▶ _ねらい A_
電源システムについてのページで、制御装置100が備えるものとして挙げられているものを全部書き出してください。

======== ページ

図1を参照して、電源システム1は、電池ストリングStと、制御装置100とを含む。制御装置100はコンピュータであってよく、たとえばプロセッサと記憶装置と通信I/F(インターフェース)とを備える。記憶装置には、たとえば、プロセッサによって実行されるプログラム、及びプログラムで使用される情報(たとえば、マップ、数式、及び各種パラメータ)が記憶されている。
【0024】
電池ストリングStは、複数の電池回路モジュールM(M0~Mn:nは0を含む正の整数)を備える。電池ストリングStに含まれる電池回路モジュールMの数は任意であり、5~50個であってもよいし、100個以上であってもよい。
【0025】
電池回路モジュールMはそれぞれ、電力回路SUBと、カートリッジCgとを含む。カートリッジCgは、電池Bと、監視ユニットBSとを含む。電力回路SUBと電池Bとがそれぞれ接続されることによって、電池Bを含む電池回路モジュールMが形成されている。駆動回路SUは、電池回路モジュールMに含まれるスイッチング素子(後述するSW11及びSW12)を駆動するように構成される。電池Bは、ニッケル水素二次電池、あるいは、リチウムイオン二次電池であってよく、電動車両で使用された二次電池を直列に接続することにより、電池Bを製造してよい。

================

▶ _ねらい B_
下のリストから、「basketball」という文字列を含む行をすべて抜き出してください。大文字と小文字は区別します。

======== 資料

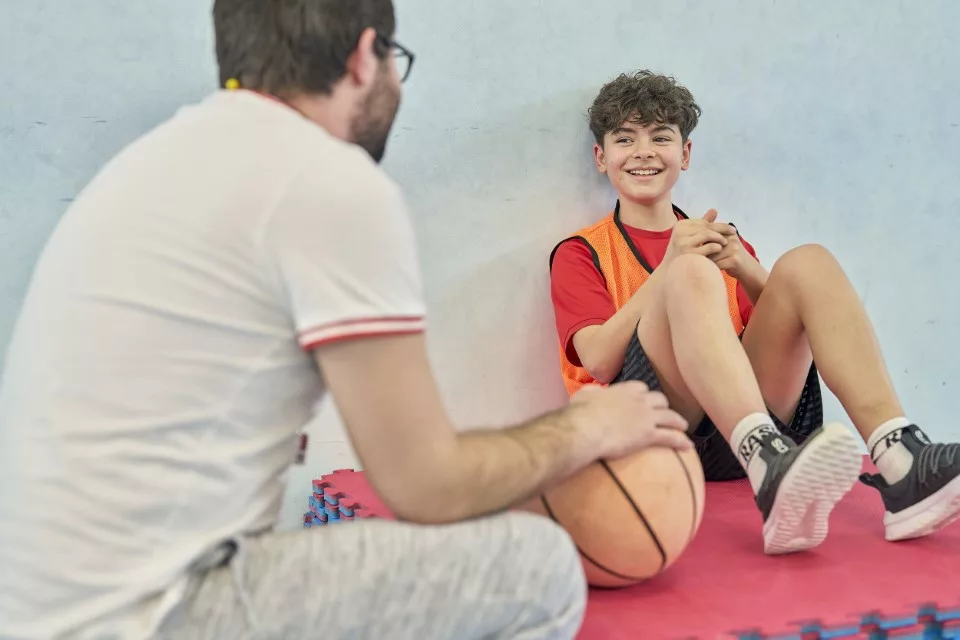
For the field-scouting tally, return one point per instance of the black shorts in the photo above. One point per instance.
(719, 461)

================
======== 資料

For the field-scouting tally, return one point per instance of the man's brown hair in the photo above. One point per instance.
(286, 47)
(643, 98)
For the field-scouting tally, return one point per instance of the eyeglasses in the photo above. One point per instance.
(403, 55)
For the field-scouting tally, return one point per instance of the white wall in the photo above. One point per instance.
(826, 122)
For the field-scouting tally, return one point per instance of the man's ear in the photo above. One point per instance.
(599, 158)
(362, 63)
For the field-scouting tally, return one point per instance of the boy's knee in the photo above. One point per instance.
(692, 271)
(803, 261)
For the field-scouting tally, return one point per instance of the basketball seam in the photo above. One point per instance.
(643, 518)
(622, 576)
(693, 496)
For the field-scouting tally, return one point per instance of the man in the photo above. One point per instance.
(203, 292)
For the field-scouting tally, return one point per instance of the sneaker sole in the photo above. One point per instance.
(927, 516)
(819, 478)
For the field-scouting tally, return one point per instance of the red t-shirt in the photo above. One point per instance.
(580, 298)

================
======== 資料

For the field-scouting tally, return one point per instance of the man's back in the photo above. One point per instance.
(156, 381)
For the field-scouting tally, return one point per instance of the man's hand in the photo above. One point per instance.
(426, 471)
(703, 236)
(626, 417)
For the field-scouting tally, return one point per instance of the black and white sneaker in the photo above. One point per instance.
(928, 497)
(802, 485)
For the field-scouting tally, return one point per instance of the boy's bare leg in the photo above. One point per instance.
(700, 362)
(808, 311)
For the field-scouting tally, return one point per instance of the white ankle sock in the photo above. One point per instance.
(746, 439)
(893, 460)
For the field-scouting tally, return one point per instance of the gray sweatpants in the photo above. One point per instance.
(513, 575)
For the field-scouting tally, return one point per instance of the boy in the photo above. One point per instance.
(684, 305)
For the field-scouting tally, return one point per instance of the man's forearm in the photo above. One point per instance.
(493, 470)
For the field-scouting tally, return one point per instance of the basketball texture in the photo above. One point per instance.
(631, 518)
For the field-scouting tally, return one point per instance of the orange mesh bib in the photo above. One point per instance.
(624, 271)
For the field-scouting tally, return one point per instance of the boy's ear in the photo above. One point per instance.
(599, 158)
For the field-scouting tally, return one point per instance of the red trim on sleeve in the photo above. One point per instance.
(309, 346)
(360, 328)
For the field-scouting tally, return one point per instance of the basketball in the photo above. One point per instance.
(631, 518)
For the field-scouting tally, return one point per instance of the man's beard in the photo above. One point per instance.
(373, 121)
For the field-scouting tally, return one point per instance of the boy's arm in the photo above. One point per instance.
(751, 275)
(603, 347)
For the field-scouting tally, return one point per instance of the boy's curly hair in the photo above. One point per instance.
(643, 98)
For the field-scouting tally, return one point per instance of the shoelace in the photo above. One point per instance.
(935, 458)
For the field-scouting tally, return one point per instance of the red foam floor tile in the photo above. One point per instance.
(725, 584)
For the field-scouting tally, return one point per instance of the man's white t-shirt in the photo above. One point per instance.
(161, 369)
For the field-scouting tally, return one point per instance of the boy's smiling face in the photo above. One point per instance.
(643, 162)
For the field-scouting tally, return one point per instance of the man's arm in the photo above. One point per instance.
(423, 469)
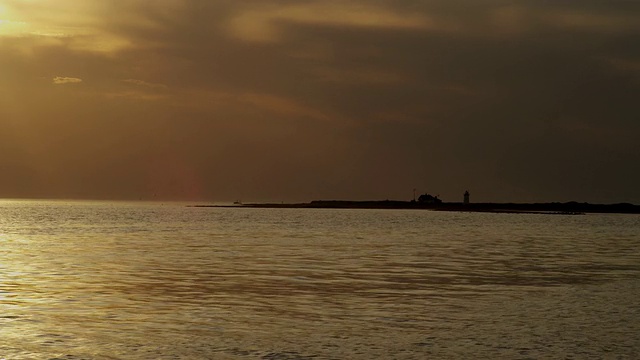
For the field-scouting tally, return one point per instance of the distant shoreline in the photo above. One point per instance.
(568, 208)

================

▶ _結果 A_
プロセッサ、記憶装置、通信I/F(インターフェース)

▶ _結果 B_
For the field-scouting tally, return one point per instance of the basketball seam in the photo above. One point per instance.
For the field-scouting tally, return one point per instance of the basketball texture in the photo above. One point per instance.
For the field-scouting tally, return one point per instance of the basketball in the photo above. One point per instance.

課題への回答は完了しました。